-- START QUOTED PASSAGE --

Former Ohio Representative Steve Driehaus sued the SBA List for defamation of character during the 2010 election cycle, when the anti-abortion group ran an ad campaign on the premise that Driehaus had voted for a bill “that includes taxpayer funding for abortion,” in reference to Driehaus’s vote in favor of the ACA.
Driehaus, an anti-abortion Democrat, had initially filed a complaint with the Ohio Election Commission over a billboard that said he’d voted for “taxpayer funding for abortion.” The OEC found probable cause that the statement was false, and the SBA List filed a complaint in federal court that its ads were based on the group’s own interpretation of the law. The billboard was taken down but radio ads and flyers against Driehaus continued, according to court documents. Driehaus then countersued SBA List for defamation.
SBA List is ready to go to trial, stands by its statements and said the ruling “chills free speech.”
(…)
Driehaus lost the election but Judge Timothy Black stated in a decision that the defamation lawsuit could move forward because “the express language of the PPACA does not provide for taxpayer funded abortion. That is a fact and it is clear on its face.” SBA List’s request for summary judgment on the case was denied.
“It is a very big deal when a court says you can move forward against the ‘malice’ standard,” said Paul DeMarco, Driehaus’s attoney. “This ruling allows us to go ahead with the next phase — discovery — where we believe we will find the SBA List either ignored the truth or purposely did not seek it out when making these claims.”
The Court’s opinion, the only currently available copy of which I’ve been able to find here, is fairly short and essentially deals with two issues. First, there’s the question of whether or not the statements that the SBA List made are false:
To support his position that the statements are false, Mr. Driehaus relies on the fact that the PPACA does not include any provision that appropriates taxpayer funds to pay for abortions. (Doc. 53, Ex. 1 ¶ 14) (See also supra at Section III.A.2.a). Specifically, Mr. Driehaus states:
Attached at Tabs 2 and 3 of the Affidavit are two reports issued by the Congressional Research Service, the public policy research arm of Congress. These reports set forth in detail the funds appropriated by the PPACA. Abortion is never mentioned in either report. Again, this is because the PPACA does not include any provision that appropriates taxpayer funds to pay for abortions. SBA List said the PPACA includes taxpayer funding of abortions. That is and always has been false.”

-- END QUOTED PASSAGE --

### WORK TO DO
(1) In the passage on Steve Driehaus's defamation suit against the SBA List, which judge ruled that the lawsuit could move forward?
(2) Resume the passage on Steve Driehaus's defamation suit against the SBA List, starting right after its final sentence.

-- START COLLECTED DATA --

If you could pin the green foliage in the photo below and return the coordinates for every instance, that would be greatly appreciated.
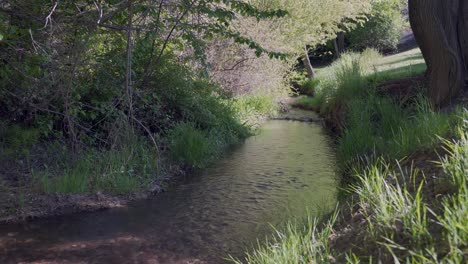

-- END COLLECTED DATA --

### RESPONSES IN ORDER
(1) Judge Timothy Black.

(2)
(Id. at ¶ 16). Moreover, Ms. Buchanan’s affidavits fail to identify any provision in the PPACA that appropriates taxpayer funds to pay for abortions. (Doc. 34, Ex. 2 and 3).
It is irrelevant whether an assertion that the PPACA “allows for taxpayer funded abortion” could have been proven to be true (Doc. 34, Ex. 2 at ¶ 18), because the SBA List made the far different statement that the PPACA “includes taxpayer funding of abortion.” (Doc. 7, Ex. 1 at 7). This statement has a clear and definite meaning — that funding is in this law. In fact, SBA List’s statement is made even more apparent in Ms. Buchanan’s affidavit where she states that SBA List “inferred” from statements Mr. Driehaus made before the PPACA was passed that the congressman “understood abortion funding was contained in the PPACA.” (Doc. 34, Ex. 3 at ¶¶ 4 at 2). Ms. Buchanan claims that this “in part” caused Ms. Dannenfelser to say — six months later, “It is a fact that Steve Driehaus has voted for a bill that includes taxpayer funding of abortion.” Id. However, as Mr. Driehaus points to in his affidavit, “I never stated that the health care reform bill included any provisions appropriating taxpayer funds to pay for abortions because, in fact, the bill did not contain any such provisions.” (Doc. 53, Ex. 1 at ¶ 16, at 6).
This part is something we already knew, of course. The argument that the PPACA, whatever else won might think about it, allowed taxpayer funding for abortions was perhaps the final battle that was fought in Congress over the law. When Bart Stupak, a pro-life Democrat who had been opposed to the bill because of the abortion issue, changed his vote to yes he was called a “baby-killer” on the House floor. Prior to that, the issue led Congressman Joe Wilson to shout out “You lie” during a Presidential Address to Congress [although this incident had nothing to do with abortion – DM]. And, of course, it was a big issue in the 2010 elections. It was also untrue. The PPACA did nothing to alter the Hyde Amendment, and the arguments of groups like the Susan B. Anthony List were utterly false.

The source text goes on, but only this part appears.